Point labeling dataset excerpts:
[Begin]

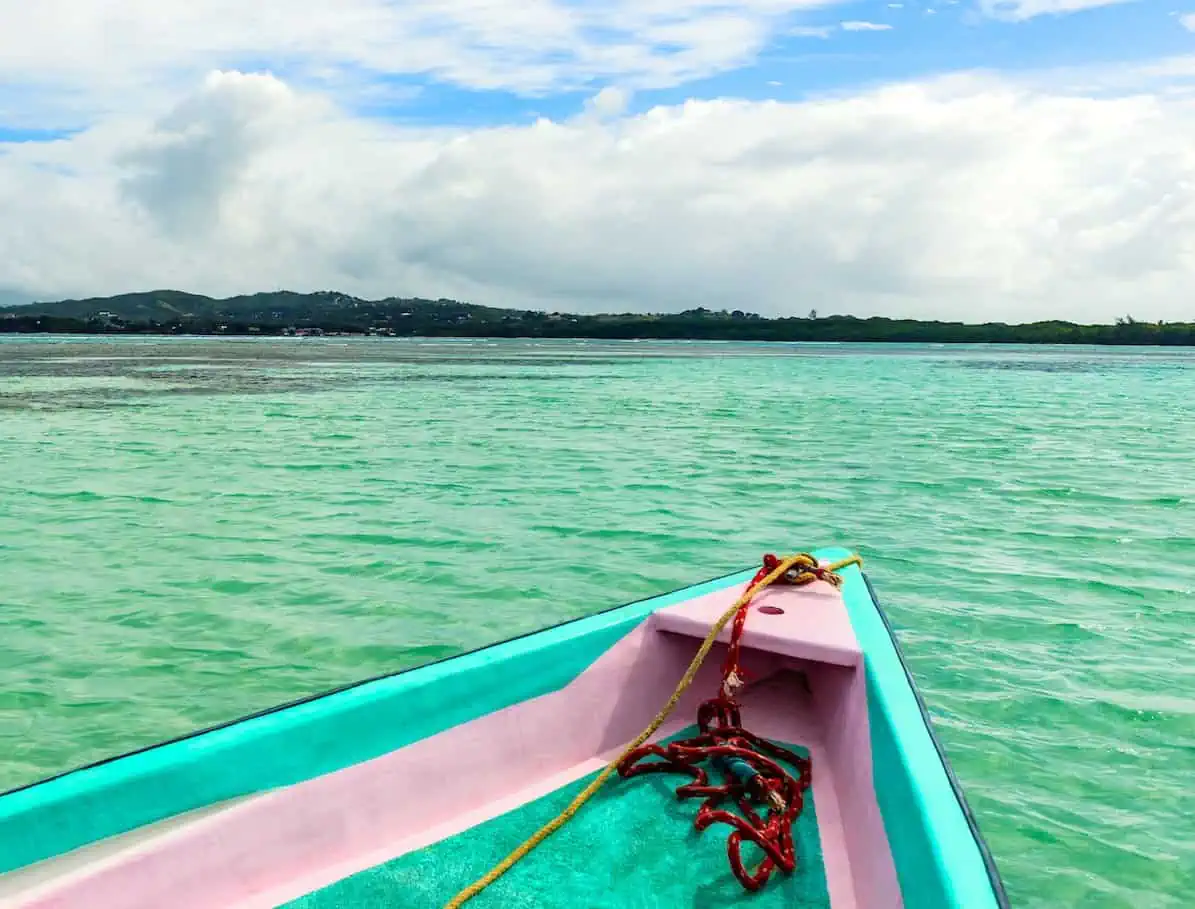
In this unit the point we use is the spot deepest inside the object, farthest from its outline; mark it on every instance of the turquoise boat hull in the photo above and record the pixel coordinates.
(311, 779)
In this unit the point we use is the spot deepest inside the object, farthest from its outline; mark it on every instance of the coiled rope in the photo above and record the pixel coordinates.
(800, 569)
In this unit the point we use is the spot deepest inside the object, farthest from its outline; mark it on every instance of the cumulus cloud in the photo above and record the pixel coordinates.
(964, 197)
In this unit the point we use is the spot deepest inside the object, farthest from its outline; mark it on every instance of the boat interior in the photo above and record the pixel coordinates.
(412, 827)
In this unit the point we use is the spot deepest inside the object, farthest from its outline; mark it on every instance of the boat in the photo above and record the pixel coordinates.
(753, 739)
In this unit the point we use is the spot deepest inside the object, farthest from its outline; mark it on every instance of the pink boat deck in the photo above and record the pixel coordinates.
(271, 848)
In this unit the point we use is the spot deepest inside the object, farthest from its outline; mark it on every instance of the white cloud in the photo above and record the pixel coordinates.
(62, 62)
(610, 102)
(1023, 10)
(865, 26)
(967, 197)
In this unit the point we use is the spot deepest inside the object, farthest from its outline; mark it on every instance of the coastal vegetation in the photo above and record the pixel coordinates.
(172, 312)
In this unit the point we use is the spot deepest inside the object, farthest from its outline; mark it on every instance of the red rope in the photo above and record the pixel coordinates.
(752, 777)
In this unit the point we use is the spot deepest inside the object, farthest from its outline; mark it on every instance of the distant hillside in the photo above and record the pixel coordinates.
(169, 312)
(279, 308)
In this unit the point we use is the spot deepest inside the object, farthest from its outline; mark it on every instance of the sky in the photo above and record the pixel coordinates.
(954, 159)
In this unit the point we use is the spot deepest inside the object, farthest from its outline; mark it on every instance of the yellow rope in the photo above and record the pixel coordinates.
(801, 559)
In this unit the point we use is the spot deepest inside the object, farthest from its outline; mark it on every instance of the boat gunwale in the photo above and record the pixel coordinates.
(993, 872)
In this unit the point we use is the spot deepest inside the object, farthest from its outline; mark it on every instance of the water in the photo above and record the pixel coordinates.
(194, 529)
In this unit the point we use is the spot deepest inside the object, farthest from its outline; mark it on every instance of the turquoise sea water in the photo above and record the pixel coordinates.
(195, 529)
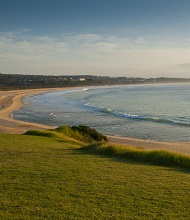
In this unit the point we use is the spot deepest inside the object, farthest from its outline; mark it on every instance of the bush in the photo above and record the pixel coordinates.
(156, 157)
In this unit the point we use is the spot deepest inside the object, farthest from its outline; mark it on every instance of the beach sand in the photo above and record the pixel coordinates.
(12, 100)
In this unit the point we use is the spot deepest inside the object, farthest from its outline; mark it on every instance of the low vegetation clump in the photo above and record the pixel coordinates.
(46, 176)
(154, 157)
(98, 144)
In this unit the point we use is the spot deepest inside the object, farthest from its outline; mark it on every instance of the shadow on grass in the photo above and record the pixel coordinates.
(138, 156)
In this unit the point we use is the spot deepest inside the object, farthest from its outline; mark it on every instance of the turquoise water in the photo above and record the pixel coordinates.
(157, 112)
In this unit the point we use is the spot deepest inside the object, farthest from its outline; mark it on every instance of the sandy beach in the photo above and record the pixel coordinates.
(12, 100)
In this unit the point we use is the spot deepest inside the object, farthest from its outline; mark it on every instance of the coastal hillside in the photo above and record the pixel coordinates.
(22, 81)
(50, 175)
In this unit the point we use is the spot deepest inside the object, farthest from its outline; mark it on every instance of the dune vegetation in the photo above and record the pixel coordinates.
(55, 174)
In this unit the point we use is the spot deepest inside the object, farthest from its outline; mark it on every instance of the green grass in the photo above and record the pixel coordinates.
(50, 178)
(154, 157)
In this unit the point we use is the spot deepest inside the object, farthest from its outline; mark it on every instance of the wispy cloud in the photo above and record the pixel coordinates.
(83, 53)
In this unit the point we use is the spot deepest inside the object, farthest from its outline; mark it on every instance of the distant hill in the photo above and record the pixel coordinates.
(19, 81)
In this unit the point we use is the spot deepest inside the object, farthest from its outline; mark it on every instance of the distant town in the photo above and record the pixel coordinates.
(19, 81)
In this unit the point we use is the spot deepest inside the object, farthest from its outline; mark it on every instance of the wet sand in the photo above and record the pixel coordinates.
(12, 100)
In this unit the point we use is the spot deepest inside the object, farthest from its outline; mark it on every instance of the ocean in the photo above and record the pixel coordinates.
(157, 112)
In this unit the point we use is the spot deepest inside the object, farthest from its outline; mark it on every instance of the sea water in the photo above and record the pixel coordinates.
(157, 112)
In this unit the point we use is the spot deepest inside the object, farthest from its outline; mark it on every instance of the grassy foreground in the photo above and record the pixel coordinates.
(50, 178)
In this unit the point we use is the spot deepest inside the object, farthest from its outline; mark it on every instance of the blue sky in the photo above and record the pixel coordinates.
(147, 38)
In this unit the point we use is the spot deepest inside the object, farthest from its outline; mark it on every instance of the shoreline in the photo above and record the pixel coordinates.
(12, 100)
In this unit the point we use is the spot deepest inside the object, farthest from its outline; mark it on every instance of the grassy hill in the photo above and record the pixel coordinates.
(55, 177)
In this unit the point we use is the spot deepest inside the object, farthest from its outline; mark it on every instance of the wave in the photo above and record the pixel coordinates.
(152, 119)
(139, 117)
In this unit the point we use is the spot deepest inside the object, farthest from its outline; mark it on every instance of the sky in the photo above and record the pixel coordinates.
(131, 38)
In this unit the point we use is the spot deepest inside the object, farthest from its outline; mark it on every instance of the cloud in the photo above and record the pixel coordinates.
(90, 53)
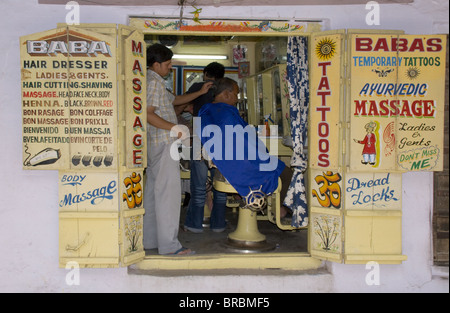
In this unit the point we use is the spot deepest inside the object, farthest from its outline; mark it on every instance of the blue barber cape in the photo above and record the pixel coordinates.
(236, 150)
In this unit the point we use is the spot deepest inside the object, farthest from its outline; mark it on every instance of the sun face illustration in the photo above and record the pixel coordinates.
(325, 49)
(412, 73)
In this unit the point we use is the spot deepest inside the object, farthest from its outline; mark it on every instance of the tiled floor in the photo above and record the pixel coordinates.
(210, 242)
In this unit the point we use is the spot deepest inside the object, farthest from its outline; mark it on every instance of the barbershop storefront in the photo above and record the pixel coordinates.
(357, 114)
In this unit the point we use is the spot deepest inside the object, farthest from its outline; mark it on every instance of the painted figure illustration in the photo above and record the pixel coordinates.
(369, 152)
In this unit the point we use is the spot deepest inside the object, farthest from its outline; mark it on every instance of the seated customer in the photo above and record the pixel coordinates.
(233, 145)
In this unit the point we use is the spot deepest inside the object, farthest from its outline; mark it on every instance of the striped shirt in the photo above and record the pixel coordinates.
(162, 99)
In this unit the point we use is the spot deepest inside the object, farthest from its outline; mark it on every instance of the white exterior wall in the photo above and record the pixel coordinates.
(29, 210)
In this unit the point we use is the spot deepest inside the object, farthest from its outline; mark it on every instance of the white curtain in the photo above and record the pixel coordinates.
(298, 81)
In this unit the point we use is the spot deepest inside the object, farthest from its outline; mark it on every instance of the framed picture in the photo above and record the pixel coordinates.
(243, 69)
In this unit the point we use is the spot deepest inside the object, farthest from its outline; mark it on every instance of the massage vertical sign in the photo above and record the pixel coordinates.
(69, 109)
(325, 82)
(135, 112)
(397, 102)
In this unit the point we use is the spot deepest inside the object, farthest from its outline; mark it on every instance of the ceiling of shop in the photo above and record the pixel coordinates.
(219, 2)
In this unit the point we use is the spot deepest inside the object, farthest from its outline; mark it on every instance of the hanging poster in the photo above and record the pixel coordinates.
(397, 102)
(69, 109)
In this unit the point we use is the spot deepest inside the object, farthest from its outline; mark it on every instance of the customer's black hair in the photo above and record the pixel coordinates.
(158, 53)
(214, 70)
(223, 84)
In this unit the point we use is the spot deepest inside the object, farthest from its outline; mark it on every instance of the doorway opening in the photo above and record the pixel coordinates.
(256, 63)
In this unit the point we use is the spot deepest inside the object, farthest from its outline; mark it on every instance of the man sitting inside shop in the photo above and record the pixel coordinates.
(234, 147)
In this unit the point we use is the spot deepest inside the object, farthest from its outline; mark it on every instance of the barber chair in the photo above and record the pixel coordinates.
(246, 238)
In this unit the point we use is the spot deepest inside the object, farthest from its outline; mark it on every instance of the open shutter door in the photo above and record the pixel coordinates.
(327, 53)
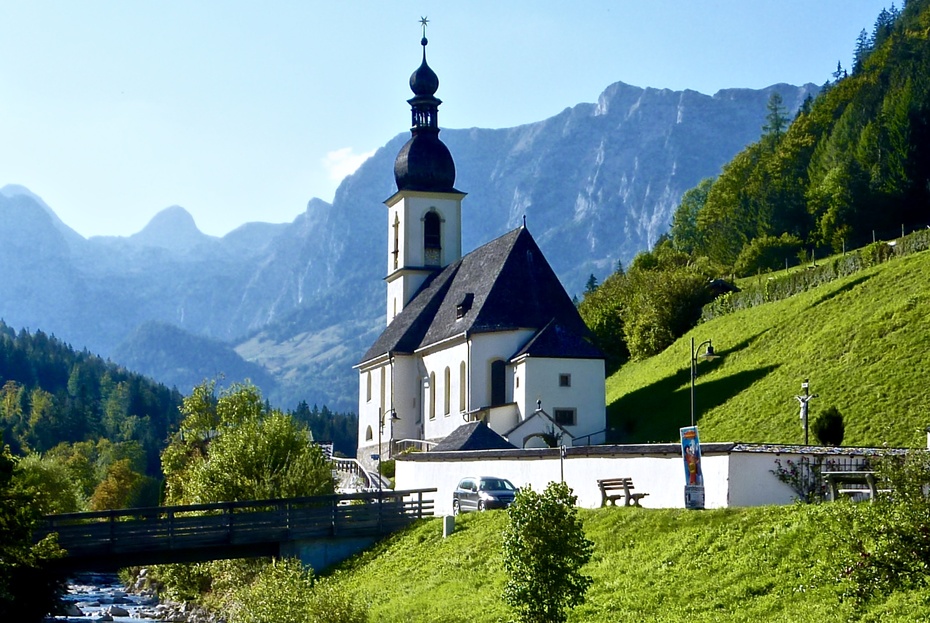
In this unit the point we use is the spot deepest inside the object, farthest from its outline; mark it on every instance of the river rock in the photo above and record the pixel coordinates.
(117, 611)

[End]

## DIRECTIONS:
Everything from the line containing "of the customer's" through the last line of the entries must be repeated verbatim, except pictures.

## WORKED ANSWER:
In this unit the point we use is the spot deepest inside the object, farthest from its outline; mark it on every instance of the customer's black hair in the photo above and record the pixel coordinates.
(158, 53)
(214, 70)
(223, 84)
In this unit the point we use is the spot deepest inside the object, farthest from its outline; mark it on every instance of the doorway opening in the photo above and record the pixel coordinates.
(256, 63)
In this unit the point we use is the spot deepest inside the object, farthest from its outline; mark it on every instance of the man sitting inside shop in the photo above and record the pixel coordinates.
(234, 147)
In this unit the point we use is the spot deepest inside the object, farthest from its outline; mark it on every instance of the barber chair in the photo above and record the pixel coordinates.
(246, 238)
In this unit the point we use is the spot deepest inside the object, farthest from its outline; mark it on every instance of the open shutter door in the photo above and record the pixel coordinates.
(327, 53)
In this unit the point we use is the spot deepest inside the object, farthest from its outline; mark it on every instance of the river rock in the photo above and record the pixel coordinates.
(117, 611)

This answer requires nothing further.